Collected data:
= = = = = = =

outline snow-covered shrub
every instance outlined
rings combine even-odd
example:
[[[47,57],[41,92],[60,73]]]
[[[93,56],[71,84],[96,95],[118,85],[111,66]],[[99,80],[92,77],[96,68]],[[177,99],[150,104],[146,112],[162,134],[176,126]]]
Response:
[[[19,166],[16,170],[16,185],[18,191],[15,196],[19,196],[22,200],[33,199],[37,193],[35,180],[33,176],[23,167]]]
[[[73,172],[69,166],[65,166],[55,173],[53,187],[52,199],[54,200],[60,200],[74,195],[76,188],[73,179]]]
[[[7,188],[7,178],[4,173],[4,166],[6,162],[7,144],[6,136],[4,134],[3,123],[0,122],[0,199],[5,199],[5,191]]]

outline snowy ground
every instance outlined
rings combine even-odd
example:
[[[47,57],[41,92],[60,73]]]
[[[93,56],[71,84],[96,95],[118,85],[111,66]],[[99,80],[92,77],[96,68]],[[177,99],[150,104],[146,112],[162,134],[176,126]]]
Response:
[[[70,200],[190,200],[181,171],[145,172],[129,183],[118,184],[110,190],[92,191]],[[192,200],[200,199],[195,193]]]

= = = = = = =

Every record above needs to be restated exactly.

outline snow-covered shrub
every instance outlined
rings combine even-odd
example:
[[[47,57],[41,92],[60,73]]]
[[[93,56],[71,84],[96,95],[118,85],[111,66]],[[99,80],[92,77],[96,68]],[[177,99],[150,104],[146,112],[162,134],[176,126]]]
Response:
[[[19,166],[16,170],[16,185],[18,191],[15,196],[19,196],[22,200],[33,199],[37,193],[35,180],[33,176],[23,167]]]
[[[73,172],[69,166],[65,166],[55,173],[53,187],[52,199],[54,200],[60,200],[74,195],[76,188],[73,179]]]
[[[7,188],[7,178],[4,173],[4,166],[6,162],[7,144],[6,136],[4,134],[3,123],[0,122],[0,199],[5,199],[5,191]]]

outline snowy ground
every instance outlined
rings combine even-odd
example:
[[[47,57],[41,92],[60,73]]]
[[[93,56],[71,84],[96,95],[118,85],[111,66]],[[99,80],[92,77],[96,68]],[[177,99],[150,104],[146,112],[162,134],[176,126]]]
Response:
[[[70,200],[190,200],[181,171],[145,172],[129,183],[118,184],[110,190],[92,191]],[[192,200],[200,199],[195,193]]]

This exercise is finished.